* Passage to read
WBUF
- Buffalo, New York; United States;
- Broadcast area: Buffalo–Niagara Falls metropolitan area
- Frequency: 92.9 MHz (HD Radio)
- Branding: 92.9 WBUF

Programming
- Format: Mainstream rock
- Subchannels: HD2: Family Life Network
- Affiliations: Compass Media Networks

Ownership
- Owner: Townsquare Media; (Townsquare Media of Buffalo, Inc.);
- Sister stations: WBLK, WTSS, WYRK

History
- First air date: March 4, 1947
- Former call signs: WBNY-FM (1947–1959); WBUF (1959–1980); WFXZ (1980–1981); WFXZ-FM (1981–1982); WBUF (1982–1995); WSJZ (1995–1997); WLCE (1997–1999);
- Call sign meaning: "Buffalo"

Technical information
- Facility ID: 53699
- Class: B
- ERP: 76,000 watts
- HAAT: 195 meters (640 ft)
- Translators: HD2:; 95.7 W239BA (Niagara Falls); 100.3 W262CQ (Lockport); 106.1 W291CN (Buffalo);

Links
- Webcast: Listen Live
- Website: wbuf.com

= WBUF =

Radio station in Buffalo, New York

WBUF (92.9 FM) is a commercial radio station licensed to Buffalo, New York. Its studios are located at the Rand Building in downtown Buffalo, with its transmitter on Elmwood Avenue in North Buffalo. WBUF is owned by Townsquare Media and broadcasts a mainstream rock radio format known as "92.9 WBUF, Buffalo's Real Rock".

WBUF began streaming its programming on the Internet in mid-November 2006. The station has a HD 2 subchannel that airs religious programming from Family Life Network. WBUF also uses three FM translator stations: W239BA on 95.7 MHz in Niagara Falls, New York, W262CQ on 100.3 MHz in Lockport, New York and W291CN on 106.1 MHz in Buffalo. These three translators carry the Family Life Network programming by way of the WBUF-HD2 signal.

==Superpower status==
WBUF is a grandfathered "Superpower" Class B FM radio station, operating at 76,000 watts. Buffalo has three other superpower FM stations: WNED-FM, WDCX-FM and WBKV. Under current U.S. Federal Communications Commission rules, Class B FM's are not allowed to exceed 50,000 watts ERP. Because WBUF signed on in 1947, it was not subject to those restrictions on power. In fact, it once was powered at 92,000 watts, but because it moved its antenna some years ago, it reduced its power.

* Data section
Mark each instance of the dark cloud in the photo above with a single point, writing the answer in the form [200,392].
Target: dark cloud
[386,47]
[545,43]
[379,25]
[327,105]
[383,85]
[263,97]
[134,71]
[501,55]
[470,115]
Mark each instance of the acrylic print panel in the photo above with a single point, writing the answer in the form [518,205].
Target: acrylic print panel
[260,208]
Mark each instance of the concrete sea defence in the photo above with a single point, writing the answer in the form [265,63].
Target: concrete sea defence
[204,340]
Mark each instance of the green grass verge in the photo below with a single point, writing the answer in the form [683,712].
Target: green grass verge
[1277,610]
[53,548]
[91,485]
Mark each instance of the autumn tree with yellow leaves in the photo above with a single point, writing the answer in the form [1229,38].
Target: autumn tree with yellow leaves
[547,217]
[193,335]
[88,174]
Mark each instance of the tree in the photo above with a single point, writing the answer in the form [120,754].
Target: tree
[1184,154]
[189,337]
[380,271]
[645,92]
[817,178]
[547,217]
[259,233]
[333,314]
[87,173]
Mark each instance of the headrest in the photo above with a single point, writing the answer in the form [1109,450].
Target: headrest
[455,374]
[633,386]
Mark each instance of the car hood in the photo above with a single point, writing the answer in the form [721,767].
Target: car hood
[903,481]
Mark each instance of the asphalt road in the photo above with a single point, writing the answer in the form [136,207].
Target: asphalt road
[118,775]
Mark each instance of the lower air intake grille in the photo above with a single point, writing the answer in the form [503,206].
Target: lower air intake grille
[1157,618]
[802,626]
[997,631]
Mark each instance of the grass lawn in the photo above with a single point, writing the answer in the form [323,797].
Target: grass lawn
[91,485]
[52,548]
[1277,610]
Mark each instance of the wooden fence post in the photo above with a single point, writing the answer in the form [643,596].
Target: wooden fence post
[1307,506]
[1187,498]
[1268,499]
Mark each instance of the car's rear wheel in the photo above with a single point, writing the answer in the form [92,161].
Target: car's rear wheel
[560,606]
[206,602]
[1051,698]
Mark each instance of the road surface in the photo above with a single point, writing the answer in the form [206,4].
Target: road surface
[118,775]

* Your tasks
a - Name each FM translator station listed in the article on WBUF, giving its frequency and location.
b - Pick out every line of the listing that contains the string "surface".

* Task solutions
a -
W239BA, 95.7 MHz, Niagara Falls, New York
W262CQ, 100.3 MHz, Lockport, New York
W291CN, 106.1 MHz, Buffalo

b -
Mark each instance of the road surface in the photo above with a single point, writing the answer in the form [206,4].
Target: road surface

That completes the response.